══ RECORDS FOR PROCESSING
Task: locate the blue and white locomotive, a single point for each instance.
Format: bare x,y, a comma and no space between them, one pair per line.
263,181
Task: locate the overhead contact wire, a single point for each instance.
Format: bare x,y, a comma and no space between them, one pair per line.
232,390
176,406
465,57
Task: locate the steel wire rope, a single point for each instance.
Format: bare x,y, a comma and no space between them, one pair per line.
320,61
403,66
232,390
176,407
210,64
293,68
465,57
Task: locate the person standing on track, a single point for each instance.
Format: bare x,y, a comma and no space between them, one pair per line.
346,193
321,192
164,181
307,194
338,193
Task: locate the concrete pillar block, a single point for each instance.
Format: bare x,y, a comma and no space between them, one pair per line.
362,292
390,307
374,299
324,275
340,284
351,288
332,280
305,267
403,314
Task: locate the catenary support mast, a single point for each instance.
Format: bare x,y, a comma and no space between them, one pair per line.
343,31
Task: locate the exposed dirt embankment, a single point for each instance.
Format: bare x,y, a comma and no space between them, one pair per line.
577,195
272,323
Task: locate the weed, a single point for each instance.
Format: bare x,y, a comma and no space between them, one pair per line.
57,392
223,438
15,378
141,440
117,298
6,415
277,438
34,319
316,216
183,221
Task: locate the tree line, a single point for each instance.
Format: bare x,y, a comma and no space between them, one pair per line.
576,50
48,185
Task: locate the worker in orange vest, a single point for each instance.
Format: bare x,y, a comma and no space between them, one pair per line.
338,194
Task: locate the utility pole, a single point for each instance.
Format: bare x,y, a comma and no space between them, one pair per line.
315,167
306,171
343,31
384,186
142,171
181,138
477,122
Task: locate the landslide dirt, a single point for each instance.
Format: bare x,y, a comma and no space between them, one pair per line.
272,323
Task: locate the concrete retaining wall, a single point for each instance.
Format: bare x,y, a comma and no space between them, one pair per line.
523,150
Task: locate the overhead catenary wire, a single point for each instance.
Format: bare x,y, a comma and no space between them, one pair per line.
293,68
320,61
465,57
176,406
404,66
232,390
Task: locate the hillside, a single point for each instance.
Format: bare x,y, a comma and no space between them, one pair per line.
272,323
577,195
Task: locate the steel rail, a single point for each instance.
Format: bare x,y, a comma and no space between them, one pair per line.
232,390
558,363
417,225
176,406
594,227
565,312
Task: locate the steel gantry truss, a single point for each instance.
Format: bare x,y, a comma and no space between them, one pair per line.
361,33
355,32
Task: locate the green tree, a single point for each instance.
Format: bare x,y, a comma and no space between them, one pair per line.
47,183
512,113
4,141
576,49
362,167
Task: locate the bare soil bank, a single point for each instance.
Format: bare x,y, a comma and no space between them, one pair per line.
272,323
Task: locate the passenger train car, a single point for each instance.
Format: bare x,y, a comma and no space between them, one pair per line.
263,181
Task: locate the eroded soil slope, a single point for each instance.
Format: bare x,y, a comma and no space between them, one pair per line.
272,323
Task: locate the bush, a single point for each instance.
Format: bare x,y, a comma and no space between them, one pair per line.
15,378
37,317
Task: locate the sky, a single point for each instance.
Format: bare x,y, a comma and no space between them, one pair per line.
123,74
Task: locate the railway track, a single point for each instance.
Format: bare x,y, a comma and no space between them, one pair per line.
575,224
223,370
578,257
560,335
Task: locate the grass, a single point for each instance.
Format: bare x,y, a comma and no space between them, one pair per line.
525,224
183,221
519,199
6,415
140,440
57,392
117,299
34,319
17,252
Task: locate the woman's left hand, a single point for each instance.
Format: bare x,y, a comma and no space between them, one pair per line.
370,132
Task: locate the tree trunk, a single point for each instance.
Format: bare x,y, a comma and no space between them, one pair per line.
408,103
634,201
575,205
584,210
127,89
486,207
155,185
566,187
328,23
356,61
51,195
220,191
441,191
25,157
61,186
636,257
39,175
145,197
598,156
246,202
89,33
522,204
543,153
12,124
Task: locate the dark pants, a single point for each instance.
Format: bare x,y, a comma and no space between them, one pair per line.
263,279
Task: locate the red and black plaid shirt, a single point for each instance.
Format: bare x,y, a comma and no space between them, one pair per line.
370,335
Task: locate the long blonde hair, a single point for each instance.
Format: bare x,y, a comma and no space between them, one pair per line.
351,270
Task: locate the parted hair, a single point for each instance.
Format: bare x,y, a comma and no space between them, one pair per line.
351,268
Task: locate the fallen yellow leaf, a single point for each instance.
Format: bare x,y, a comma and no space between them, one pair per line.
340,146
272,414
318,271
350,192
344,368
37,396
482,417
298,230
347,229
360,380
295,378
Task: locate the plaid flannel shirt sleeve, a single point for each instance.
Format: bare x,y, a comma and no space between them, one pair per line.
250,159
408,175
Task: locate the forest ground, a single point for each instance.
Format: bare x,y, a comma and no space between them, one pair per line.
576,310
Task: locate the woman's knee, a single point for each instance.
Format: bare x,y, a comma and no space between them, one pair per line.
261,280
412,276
════
● **WHAT THE TASK REQUIRES**
Would you give the material above again, complete and exact?

● **REPLY TO THE TASK**
Task: locate the blue and white locomotive, a single point for each instance.
Format: bare x,y, a comma and no space between them, one pair per line.
263,181
Task: locate the overhead contact wire, a single point for each instance.
Format: bare x,y, a comma and no space between them, one pair per line.
232,390
176,406
465,57
Task: locate the steel wire rope, a single point for each instance.
Format: bare x,y, a comma and no space between them, one pair per line.
320,61
403,66
232,390
176,407
210,64
293,68
465,57
Task: locate the person standing on track, a single point for each instance.
Format: bare x,y, a comma and no space between them, one pair per line.
346,193
321,192
164,181
307,194
338,193
Task: locate the concrete pillar block, a single point for each instance.
Format: bare x,y, a comma and no space between them, one pair per line.
362,292
390,307
374,299
324,275
340,284
351,288
332,280
305,267
403,314
Task: locate the catenary support mast, a single point for each instance.
Format: bare x,y, a comma and no space between them, one pair per line.
343,31
Task: locate the exposed dirt embankment, a single point for each instance.
Format: bare x,y, a comma and no space between them, one pair per line.
577,195
272,323
Task: locate the weed, a single point for each instance.
Format: bare x,y, a comma and no space between them, one pair per line.
57,392
223,438
15,378
141,440
117,298
6,415
277,438
34,319
316,216
183,221
Task: locate the tree line, a single point for each instance.
Format: bare x,y, a comma and no space between them, one pair per line.
576,50
48,185
Task: locate the worker in orange vest, a single point for each instance.
Format: bare x,y, a comma and no space between them, one pair per line.
338,194
Task: locate the utility pole, a single point for each instance.
Format: bare x,y, a comma and no space between them, one pair per line.
315,167
306,171
343,31
384,186
142,171
181,138
477,122
Task: locate the landslide dirt, a single point for each instance.
Format: bare x,y, a comma and no space between them, one pair per line.
272,323
Task: locate the concrete retaining wall, a single point for each instance.
Format: bare x,y, a comma and no space between them, one pair per line.
523,150
Task: locate the overhead catenary wire, a single point for each instance.
Format: bare x,y, a comma and no space between them, one pair per line.
293,68
320,61
465,57
176,406
404,66
232,390
Task: locate the hillside, a single point for each instance.
Format: bare x,y, a comma and no space between them, one pair per line.
272,323
577,195
Task: locate the steel rail, a single point for each instance.
Format: bare x,y, a comma and no space between them, one pair per line.
232,390
558,363
417,225
176,406
594,227
565,312
Task: locate the steel gantry truss, a single point for each instance.
Format: bare x,y, a comma and no space between them, one pair per line.
361,33
355,32
Task: locate the green tree, a single point for each instance.
Format: bare x,y, a comma and no space between them, one pair per line.
47,183
512,113
4,141
576,49
362,167
Task: locate the bare soil bank, a single point for each instance.
Format: bare x,y, a comma and no space between them, one pair per line.
272,323
Task: locate the passenger train car, a single point for each instance.
Format: bare x,y, a comma and no space between them, one pair per line.
263,181
Task: locate the eroded soil slope, a single point for each instance.
Format: bare x,y, a comma and no space between them, one pair per line.
272,323
Task: locate the bush, a single point for each instance.
Format: bare x,y, a comma and no space between them, one pair per line.
15,378
37,317
Task: locate the sky, a single point for each instance.
Format: bare x,y, a comma and no space between them, one pair per line.
123,74
Task: locate the railway track, a single point for each instance.
Format: bare x,y, a comma and no space between them, one pair per line.
575,224
223,370
578,257
560,335
Task: locate the grass, a single point for each instance.
Format: bare x,y, a comma and no space between them, one pair per line.
525,224
183,221
519,199
6,415
140,440
57,392
117,299
34,319
17,252
Task: locate the woman's left hand, a single point for each instance.
Format: bare x,y, a comma and no space between them, one pair per line.
370,132
Task: locate the tree trunk, a single point for each instance.
Format: bare x,y, a comma and no space between them, one pair per line.
408,103
634,201
575,205
584,210
127,89
486,207
155,185
566,187
328,23
356,61
51,195
220,191
441,191
25,157
61,186
636,257
39,175
145,197
598,156
246,202
89,33
522,204
543,153
12,124
Task: locate the dark pants, a single point for each instance.
Format: bare x,y, a comma and no space between them, one pair per line.
263,279
Task: locate the red and black plaid shirt, a single point for each instance.
Format: bare x,y, a comma and no space between them, one pair per line.
370,335
Task: locate the long blonde hair, a single point for each instance.
Format: bare x,y, a comma and no space between them, one pair per line.
351,270
Task: locate the parted hair, a single point for each instance.
Format: bare x,y, a comma and no space between them, one pair per line.
351,268
Task: locate the fallen yellow leaf, a single point for each instance.
Format: bare x,y, a comma and no space between them, one pair per line.
340,146
272,414
318,271
350,192
344,368
37,396
482,417
298,230
347,229
360,380
295,378
Task: locate the plaid flannel shirt sleeve, a single point for each instance.
Format: bare x,y, a comma and no space between them, one pair per line.
250,159
408,175
Task: locate the forest ground, a single point for each instance.
Format: bare x,y, a comma and no space between them, one pair per line.
576,310
Task: locate the woman's knee, a single point for each instance.
Format: bare x,y, a comma and no space between them, one pair per line.
261,280
412,276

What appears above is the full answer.